_PASSAGE_

---+---

I'm having some trouble naming some files that I wrote. I don't really know the different between a stream, I/O, a handler, a processor (Is this a real concept?), and a controller. These are what my files look like in Ruby:
Starting from the rakefile:
desc "Calculate chocolate totals from a CSV of orders"
task :redeem_orders, [:orders_csv_path, :redemptions_csv_path] do |t, args|
args.with_defaults(:orders_csv_path => "./public/input/orders.csv", :redemptions_csv_path => "./public/output/redemptions.csv")
DataController.transfer(
input_path: args[:orders_csv_path],
output_path: args[:redemptions_csv_path],
formatter: ChocolateTotalsFormatter,
converter: ChocolateTotalsConverter
)
end
Then the controller (which in my mind delegates between different classes with the data obtained from the rakefile):
class DataController
def self.transfer(input_path:, output_path:, formatter:, converter:)
data_processor = DataProcessor.new(
input_path: input_path,
output_path: output_path,
formatter: formatter
)
export_data = converter.convert(data_processor.import)
data_processor.export(export_data)

---+---

_MATERIAL_

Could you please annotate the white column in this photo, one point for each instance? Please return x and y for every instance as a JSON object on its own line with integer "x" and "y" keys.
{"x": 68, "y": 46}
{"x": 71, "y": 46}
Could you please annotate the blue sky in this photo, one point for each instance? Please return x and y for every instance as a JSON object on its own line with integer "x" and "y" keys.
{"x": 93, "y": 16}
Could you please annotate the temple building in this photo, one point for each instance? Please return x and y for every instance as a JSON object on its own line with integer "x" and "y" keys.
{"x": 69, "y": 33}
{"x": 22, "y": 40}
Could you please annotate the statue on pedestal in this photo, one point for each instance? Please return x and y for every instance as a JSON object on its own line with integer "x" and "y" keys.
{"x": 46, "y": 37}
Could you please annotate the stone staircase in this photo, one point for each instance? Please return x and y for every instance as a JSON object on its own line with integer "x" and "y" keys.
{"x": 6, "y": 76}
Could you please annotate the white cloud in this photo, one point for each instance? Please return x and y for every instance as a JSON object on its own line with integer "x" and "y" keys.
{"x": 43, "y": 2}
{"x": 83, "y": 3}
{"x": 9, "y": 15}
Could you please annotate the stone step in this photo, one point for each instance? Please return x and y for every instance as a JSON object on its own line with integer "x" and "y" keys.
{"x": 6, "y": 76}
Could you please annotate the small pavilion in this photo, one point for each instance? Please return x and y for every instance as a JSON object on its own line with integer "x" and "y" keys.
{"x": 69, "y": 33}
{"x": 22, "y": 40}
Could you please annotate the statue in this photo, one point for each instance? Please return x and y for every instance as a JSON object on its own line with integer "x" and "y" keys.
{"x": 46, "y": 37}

---+---

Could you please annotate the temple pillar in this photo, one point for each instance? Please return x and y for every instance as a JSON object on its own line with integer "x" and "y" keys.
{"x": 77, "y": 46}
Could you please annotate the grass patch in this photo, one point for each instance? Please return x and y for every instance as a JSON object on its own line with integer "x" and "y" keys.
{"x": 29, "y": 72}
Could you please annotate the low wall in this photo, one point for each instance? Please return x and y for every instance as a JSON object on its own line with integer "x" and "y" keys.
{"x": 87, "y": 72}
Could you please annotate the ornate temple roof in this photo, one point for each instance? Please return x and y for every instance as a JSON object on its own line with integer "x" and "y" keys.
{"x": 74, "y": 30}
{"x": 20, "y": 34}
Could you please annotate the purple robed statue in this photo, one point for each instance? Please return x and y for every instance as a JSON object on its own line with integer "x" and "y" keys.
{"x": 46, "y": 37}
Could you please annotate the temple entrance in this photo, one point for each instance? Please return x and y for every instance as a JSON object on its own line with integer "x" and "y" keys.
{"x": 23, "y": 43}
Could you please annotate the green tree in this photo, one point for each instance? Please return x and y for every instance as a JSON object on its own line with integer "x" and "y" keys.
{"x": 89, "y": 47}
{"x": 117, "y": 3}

---+---

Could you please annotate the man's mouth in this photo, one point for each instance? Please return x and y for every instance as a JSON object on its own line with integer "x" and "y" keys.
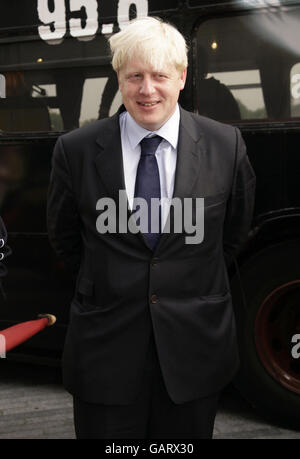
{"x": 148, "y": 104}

---+---

_SET OF TASKS_
A: In the Ruby file-naming post, what default path does the rake task give for the orders CSV?
B: In the Ruby file-naming post, shorten the paragraph beginning "I'm having some trouble naming" to one or two sentences.

_PER-TASK OUTPUTS_
A: ./public/input/orders.csv

B: The writer is struggling to name some Ruby files and is unsure how a stream, I/O, a handler, a processor (possibly not a real concept), and a controller differ. The files follow.